# [REQUIRED TASKS]
A: Answer the following about the Python whitespace thread, one line each:
(i) What id value is given for the div in the soup.find call?
(ii) Besides the newline, which two strings does the asker still need to replace with a whitespace?
(iii) According to the response, how can the additional replacements be made?
B: Carry the Python whitespace thread forward, starting right after its final line of code.
— begin EXCERPTED TEXT —
How do i replace each new line with a whitespace and replace 2 strings with a white space in python?-CodePudding

This is the answer that scrapes a particular section of an article on a website.

soup.find("div", {"id": "content_wrapper"}).text

I am supposed to replace each new line ('\n') in the body text with a whitespace (' '). I have done this with -soup.find("div", {"id": "content_wrapper"}).text.replace("\n", " ").strip()

But I still need to replace each of the '\xa0' and '\u200a' strings in the body text with a whitespace (' ') and Strip out all leading and trailing whitespaces.

How do I do this please?

Thank you!

CodePudding user response：

You just can add new replace methods after a replace method.

text = soup.find('div', {'id': 'content_wrapper'}).text
modified_text = text.replace('\n', ' ').replace('\xa0', ' ').replace('\u200a', ' ').strip()
— end EXCERPTED TEXT —
— begin STORED RECORDS —
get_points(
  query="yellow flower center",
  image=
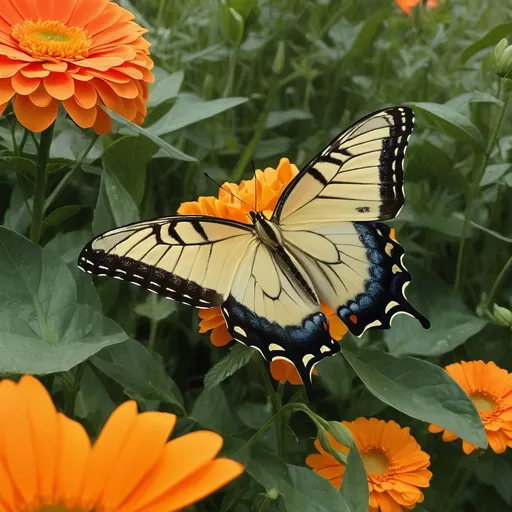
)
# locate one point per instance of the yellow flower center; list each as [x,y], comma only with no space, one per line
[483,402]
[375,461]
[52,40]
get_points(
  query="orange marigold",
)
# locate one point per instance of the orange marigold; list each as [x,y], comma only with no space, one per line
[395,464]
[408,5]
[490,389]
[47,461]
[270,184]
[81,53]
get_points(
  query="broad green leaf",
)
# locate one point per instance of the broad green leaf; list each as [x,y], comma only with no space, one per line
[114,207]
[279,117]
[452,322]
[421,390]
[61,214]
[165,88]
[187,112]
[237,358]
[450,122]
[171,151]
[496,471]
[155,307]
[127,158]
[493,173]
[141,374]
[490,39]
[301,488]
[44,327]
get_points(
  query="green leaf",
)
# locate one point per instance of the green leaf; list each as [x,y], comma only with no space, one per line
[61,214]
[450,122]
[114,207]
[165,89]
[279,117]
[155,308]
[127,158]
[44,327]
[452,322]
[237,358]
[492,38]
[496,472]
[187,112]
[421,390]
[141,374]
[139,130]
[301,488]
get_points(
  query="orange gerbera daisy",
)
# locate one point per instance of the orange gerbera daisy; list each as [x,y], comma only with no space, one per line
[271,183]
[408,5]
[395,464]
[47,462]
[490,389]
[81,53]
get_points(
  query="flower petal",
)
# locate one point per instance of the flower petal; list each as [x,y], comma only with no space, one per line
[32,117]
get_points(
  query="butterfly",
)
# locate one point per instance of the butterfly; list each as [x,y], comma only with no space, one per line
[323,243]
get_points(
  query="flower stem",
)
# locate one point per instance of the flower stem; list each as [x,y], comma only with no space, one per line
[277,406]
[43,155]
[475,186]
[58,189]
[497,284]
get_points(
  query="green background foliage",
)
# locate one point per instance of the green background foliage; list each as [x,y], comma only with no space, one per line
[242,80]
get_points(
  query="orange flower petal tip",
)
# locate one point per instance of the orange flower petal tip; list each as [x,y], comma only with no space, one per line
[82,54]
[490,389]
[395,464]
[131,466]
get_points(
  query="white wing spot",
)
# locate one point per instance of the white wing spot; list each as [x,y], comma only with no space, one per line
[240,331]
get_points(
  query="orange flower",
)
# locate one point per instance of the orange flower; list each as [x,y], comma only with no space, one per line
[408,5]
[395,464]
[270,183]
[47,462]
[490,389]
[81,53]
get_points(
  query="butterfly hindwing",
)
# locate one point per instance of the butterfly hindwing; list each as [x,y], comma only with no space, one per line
— end STORED RECORDS —
# [ANSWER SET]
A:
(i) "content_wrapper"
(ii) '\xa0' and '\u200a'
(iii) By adding new replace methods after a replace method.

B:
If I understood correctly you want to remove these whitespaces too. Then, you shouldn't replace the words with whitespace " ". You should replace them with empty string, "".

text = soup.find('div', {'id': 'content_wrapper'}).text
modified_text = text.replace('\n', '').replace('\xa0', '').replace('\u200a', '').strip()

CodePudding user response：

all you need to do is check to see if it is in the text and write over it. like:

string = soup.find('div', {'id': 'content_wrapper'}).text
write = []
for i in string:
    if i.find('\\xa0') == 0: i = ''
    if i.find('\\u200a') == 0: i = ''
    write.append(i)